Give the lines of the items below as a numbered list without blank lines, starting at the line containing "Spot the blue jacket" and ending at the line containing "x=610, y=441", and leave out the pictures.

╭─ Information given

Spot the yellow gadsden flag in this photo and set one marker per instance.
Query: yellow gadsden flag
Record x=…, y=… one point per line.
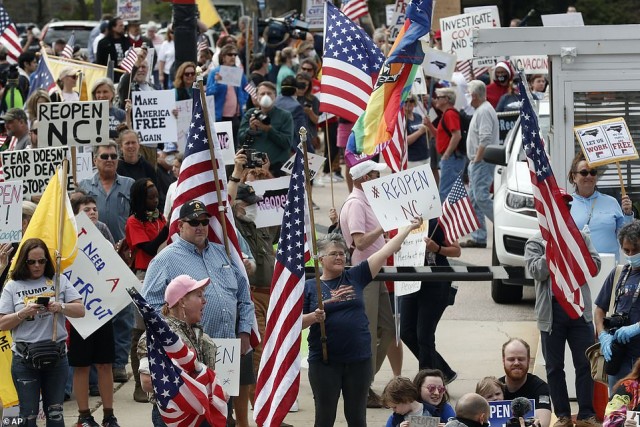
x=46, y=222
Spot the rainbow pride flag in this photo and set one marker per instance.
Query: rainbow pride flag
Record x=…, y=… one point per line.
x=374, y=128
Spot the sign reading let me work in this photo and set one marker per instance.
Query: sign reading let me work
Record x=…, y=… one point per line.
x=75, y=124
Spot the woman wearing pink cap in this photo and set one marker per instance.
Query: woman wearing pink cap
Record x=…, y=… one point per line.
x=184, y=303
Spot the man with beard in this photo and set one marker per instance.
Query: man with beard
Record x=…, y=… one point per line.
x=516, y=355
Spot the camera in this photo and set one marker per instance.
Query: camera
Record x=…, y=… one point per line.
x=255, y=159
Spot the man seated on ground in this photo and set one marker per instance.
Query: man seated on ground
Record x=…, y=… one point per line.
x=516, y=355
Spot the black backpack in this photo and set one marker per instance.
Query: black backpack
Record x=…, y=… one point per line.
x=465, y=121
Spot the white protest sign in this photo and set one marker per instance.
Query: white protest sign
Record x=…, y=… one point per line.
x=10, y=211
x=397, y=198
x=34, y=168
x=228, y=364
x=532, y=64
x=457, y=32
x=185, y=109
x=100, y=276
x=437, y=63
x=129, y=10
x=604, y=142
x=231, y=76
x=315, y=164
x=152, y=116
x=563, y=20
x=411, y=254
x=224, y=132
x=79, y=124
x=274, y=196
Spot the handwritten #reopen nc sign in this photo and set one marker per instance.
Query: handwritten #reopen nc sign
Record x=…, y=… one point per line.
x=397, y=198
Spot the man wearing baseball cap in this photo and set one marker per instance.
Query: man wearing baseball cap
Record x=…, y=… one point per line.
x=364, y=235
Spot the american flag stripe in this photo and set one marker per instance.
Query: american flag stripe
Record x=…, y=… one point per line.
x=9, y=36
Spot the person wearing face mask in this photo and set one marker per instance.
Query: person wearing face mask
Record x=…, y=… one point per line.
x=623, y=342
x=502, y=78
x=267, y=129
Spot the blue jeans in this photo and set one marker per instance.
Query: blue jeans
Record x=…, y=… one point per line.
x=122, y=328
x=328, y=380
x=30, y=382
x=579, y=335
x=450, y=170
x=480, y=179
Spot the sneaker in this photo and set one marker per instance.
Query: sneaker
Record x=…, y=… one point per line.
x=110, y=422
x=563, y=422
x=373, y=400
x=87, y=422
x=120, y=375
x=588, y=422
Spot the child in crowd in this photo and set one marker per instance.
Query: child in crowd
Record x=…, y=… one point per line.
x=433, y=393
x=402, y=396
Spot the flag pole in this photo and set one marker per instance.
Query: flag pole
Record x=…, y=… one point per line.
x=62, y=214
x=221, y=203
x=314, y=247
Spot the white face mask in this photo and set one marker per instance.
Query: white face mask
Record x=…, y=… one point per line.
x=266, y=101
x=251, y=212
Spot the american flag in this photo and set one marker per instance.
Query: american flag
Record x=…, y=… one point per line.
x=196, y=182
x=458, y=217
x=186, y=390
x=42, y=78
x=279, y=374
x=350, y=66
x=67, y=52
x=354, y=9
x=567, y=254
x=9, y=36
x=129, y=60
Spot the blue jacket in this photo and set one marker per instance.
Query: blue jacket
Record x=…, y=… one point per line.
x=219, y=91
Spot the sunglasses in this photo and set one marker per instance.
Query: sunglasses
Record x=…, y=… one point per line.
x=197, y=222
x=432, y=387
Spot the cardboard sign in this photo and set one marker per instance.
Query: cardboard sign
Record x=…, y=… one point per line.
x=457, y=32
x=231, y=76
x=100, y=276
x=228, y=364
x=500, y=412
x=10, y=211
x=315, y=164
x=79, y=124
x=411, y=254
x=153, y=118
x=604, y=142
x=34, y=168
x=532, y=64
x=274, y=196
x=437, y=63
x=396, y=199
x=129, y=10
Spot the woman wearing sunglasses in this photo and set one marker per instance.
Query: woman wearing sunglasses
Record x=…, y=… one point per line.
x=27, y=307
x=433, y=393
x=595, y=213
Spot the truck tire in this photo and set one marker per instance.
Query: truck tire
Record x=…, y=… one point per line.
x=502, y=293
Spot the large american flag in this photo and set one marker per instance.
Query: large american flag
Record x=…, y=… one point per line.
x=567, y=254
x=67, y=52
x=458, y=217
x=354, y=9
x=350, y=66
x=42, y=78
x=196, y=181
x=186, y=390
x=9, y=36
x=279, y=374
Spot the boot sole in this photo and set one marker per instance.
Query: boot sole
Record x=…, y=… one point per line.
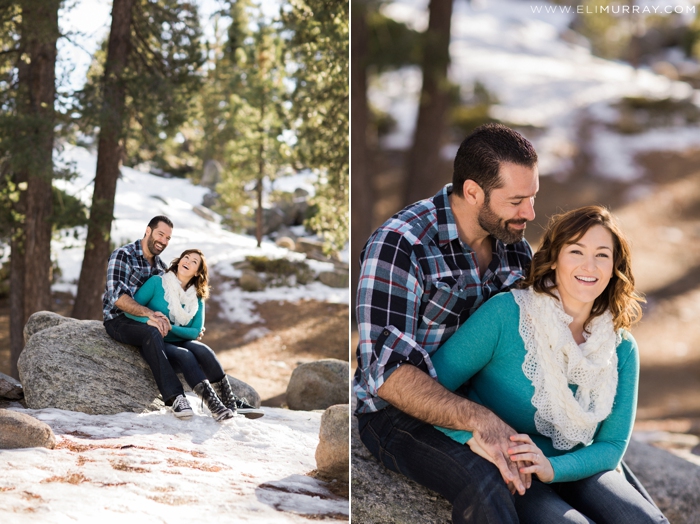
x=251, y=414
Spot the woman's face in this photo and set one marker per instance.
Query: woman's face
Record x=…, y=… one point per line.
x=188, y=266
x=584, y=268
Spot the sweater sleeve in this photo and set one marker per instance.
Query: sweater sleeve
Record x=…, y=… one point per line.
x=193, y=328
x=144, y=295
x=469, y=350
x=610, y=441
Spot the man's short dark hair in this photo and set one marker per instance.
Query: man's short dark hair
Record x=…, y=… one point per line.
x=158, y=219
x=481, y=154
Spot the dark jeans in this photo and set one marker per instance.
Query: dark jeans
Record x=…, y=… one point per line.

╰─

Problem solution ->
1. Spot the blue jacket in this photo and set one marker per instance.
2. Query: blue jacket
3. Record x=…, y=… one point per line.
4. x=219, y=91
5. Spot the sunglasses in this photo and set one marker per instance.
6. Query: sunglasses
7. Record x=…, y=… one point per line.
8. x=197, y=222
9. x=432, y=387
10. Spot the cardboard sign in this photo and set one marker per instance.
11. Query: cardboard sign
12. Record x=…, y=… one point per line.
13. x=457, y=32
14. x=231, y=76
15. x=100, y=276
16. x=228, y=364
17. x=500, y=412
18. x=10, y=211
19. x=315, y=164
20. x=79, y=124
21. x=411, y=254
22. x=153, y=118
23. x=604, y=142
24. x=34, y=168
25. x=532, y=64
26. x=274, y=196
27. x=437, y=63
28. x=396, y=199
29. x=129, y=10
30. Spot the woman wearing sunglasses in this photo and set one marker per instance.
31. Query: woman wearing sunglasses
32. Record x=…, y=… one point per line.
33. x=27, y=307
34. x=433, y=393
35. x=595, y=213
36. Spot the truck tire in this photo and set one marker per instance.
37. Query: truck tire
38. Record x=…, y=… one point per line.
39. x=502, y=293
40. Spot the large american flag in this photo and set one marker per instance.
41. Query: large american flag
42. Record x=…, y=… one point per line.
43. x=567, y=254
44. x=67, y=52
45. x=458, y=217
46. x=354, y=9
47. x=350, y=66
48. x=42, y=78
49. x=196, y=181
50. x=186, y=390
51. x=9, y=36
52. x=279, y=374
53. Spot the boot sole in this photo and set one marker per instance.
54. Query: boot sole
55. Record x=…, y=… one point per line.
56. x=251, y=414
57. Spot the woman's face in this photo and set one marker per instance.
58. Query: woman's face
59. Record x=…, y=… one point per line.
60. x=188, y=266
61. x=584, y=268
62. Spot the sweater sleeve in this photo and set one marker per instance.
63. Query: sweater sleeve
64. Record x=…, y=… one point per line.
65. x=193, y=328
66. x=144, y=295
67. x=469, y=350
68. x=610, y=441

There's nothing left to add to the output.